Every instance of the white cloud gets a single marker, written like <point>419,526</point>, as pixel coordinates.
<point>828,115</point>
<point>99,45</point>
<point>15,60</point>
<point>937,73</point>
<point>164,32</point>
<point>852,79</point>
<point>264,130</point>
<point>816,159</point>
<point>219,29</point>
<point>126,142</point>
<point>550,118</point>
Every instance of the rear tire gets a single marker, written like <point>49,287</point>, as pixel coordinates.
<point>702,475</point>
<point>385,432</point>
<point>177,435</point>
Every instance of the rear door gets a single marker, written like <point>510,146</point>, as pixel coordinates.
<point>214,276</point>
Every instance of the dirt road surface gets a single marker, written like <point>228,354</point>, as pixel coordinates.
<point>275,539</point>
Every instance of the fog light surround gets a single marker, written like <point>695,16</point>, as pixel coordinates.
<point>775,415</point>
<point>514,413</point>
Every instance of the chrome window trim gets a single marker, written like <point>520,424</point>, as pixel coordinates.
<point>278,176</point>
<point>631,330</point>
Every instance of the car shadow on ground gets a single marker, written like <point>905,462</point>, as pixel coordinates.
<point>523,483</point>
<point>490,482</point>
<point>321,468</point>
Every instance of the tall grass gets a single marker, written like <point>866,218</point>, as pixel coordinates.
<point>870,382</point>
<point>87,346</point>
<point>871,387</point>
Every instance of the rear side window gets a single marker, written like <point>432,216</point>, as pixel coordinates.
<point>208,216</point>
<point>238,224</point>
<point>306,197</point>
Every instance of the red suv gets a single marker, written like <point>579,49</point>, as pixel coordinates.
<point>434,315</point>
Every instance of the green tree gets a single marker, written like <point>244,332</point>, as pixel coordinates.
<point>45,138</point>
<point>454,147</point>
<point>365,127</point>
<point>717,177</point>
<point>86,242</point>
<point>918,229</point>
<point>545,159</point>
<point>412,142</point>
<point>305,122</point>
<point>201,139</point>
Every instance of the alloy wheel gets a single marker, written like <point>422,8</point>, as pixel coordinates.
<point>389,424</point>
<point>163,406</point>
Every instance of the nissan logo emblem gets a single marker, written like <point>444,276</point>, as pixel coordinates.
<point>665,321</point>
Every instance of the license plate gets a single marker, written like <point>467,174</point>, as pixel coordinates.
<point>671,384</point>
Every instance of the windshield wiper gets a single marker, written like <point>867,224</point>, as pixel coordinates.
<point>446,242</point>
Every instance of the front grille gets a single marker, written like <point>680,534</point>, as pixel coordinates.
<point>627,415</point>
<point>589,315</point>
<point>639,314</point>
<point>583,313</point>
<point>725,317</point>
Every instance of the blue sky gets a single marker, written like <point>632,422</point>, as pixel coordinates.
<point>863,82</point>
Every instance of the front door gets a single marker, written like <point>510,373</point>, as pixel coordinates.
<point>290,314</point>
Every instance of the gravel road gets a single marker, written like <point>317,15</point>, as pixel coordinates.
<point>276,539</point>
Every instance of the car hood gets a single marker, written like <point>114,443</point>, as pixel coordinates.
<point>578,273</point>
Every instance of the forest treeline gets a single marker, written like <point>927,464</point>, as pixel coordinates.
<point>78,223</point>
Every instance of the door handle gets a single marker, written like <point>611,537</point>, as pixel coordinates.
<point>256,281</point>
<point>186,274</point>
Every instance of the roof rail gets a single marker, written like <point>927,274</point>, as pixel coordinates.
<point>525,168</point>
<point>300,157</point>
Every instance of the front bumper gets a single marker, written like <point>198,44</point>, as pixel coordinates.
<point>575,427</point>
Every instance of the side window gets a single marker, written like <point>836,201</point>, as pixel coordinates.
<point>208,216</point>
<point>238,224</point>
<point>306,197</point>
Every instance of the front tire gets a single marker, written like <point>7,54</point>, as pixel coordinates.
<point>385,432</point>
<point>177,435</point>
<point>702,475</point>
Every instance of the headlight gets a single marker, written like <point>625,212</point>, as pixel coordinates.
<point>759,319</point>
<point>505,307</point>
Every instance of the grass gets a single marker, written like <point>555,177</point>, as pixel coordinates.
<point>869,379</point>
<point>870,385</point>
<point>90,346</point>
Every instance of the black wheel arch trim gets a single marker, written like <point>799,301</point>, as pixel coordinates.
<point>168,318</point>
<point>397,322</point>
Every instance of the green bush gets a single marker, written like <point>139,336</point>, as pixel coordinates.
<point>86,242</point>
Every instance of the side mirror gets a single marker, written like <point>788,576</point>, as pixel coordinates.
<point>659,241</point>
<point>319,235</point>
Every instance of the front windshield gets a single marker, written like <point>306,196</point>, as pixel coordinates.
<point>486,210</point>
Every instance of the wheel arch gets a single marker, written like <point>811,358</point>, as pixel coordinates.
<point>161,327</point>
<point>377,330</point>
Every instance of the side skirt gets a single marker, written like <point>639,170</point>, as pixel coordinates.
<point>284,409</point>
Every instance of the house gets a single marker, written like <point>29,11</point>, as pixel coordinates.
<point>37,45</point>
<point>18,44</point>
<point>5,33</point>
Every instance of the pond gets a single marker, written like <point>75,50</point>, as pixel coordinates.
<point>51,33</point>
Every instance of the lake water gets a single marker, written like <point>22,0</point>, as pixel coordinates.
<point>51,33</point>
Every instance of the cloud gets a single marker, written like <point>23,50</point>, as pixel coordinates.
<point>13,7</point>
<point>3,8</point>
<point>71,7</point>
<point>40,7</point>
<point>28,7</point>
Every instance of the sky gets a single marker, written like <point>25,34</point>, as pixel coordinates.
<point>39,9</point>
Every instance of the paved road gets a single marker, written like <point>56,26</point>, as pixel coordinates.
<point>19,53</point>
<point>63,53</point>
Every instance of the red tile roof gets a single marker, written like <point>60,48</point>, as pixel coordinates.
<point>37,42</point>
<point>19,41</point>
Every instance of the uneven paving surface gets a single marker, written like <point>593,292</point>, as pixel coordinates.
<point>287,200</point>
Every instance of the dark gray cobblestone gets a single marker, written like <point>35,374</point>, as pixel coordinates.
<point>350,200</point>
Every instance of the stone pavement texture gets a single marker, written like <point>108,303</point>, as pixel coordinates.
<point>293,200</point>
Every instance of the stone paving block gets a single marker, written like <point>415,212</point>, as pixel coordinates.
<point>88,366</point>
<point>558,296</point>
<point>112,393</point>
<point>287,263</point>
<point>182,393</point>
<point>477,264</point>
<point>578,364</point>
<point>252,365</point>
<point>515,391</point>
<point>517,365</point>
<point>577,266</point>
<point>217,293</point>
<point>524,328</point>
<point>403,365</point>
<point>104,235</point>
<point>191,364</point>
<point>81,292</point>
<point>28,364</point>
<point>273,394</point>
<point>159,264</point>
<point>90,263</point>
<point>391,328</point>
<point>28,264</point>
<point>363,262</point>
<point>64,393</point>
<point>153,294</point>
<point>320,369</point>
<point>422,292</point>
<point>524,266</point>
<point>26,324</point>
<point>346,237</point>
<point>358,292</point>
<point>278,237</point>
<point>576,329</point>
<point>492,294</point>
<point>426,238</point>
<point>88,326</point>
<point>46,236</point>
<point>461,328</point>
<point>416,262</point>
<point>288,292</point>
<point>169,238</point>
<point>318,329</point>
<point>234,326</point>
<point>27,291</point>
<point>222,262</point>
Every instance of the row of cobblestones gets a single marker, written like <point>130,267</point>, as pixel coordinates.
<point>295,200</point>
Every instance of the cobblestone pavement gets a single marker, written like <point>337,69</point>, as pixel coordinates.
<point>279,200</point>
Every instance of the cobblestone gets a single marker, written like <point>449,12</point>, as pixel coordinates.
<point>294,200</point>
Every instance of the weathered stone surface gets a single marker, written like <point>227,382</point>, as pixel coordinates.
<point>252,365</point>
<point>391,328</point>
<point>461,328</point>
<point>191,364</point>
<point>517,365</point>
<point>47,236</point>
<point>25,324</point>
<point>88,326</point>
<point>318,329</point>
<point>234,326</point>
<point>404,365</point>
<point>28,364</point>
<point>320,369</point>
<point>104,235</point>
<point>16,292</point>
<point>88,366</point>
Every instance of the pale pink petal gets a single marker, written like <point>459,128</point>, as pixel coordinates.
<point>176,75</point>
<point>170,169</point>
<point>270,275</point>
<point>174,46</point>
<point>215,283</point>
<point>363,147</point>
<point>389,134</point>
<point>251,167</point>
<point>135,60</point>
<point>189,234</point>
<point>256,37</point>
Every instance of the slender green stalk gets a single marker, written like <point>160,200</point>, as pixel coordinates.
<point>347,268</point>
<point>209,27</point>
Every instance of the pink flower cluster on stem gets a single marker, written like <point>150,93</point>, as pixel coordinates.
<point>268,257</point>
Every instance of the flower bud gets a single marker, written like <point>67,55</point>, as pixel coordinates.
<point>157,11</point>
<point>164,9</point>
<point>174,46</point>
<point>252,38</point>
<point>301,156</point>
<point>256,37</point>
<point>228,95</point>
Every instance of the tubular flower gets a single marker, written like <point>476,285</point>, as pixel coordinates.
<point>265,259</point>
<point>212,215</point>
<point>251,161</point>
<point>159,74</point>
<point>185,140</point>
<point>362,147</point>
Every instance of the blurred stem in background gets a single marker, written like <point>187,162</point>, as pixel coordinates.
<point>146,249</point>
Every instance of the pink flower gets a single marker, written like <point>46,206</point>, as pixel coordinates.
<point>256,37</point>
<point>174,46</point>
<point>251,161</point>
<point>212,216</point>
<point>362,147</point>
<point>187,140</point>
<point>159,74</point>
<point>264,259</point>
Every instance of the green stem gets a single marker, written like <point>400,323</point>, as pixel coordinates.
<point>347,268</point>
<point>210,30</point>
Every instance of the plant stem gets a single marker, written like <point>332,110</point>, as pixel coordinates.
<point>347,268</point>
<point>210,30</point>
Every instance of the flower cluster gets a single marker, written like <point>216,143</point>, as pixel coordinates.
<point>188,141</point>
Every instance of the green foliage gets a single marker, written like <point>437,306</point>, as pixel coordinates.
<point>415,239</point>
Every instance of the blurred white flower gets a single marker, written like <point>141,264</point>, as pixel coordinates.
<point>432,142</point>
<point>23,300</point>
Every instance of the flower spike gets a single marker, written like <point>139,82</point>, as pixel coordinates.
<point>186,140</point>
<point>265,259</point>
----
■ PROMPT:
Write out exactly the lines of the entries above that run from the line containing "Every instance of the green stem" through the last line, including both.

■ RESPONSE TO THIS TASK:
Every instance of the green stem gets a single marker, written like <point>400,323</point>, as pixel coordinates.
<point>347,268</point>
<point>210,30</point>
Every instance of the plant stem gets a single marker, written like <point>332,110</point>, as pixel coordinates.
<point>347,268</point>
<point>210,30</point>
Every instance of the flower cluster gets a single marker, written like <point>216,143</point>, as pixel coordinates.
<point>188,141</point>
Every instance of the green foliage gets a single marker, written like <point>437,306</point>, as pixel coordinates.
<point>415,239</point>
Every instance of the blurred white flower gets a single marker, written like <point>141,264</point>, as pixel coordinates.
<point>432,142</point>
<point>23,300</point>
Every instance of the flower spike gets a single marker, written like <point>139,82</point>, as pixel coordinates.
<point>186,140</point>
<point>265,259</point>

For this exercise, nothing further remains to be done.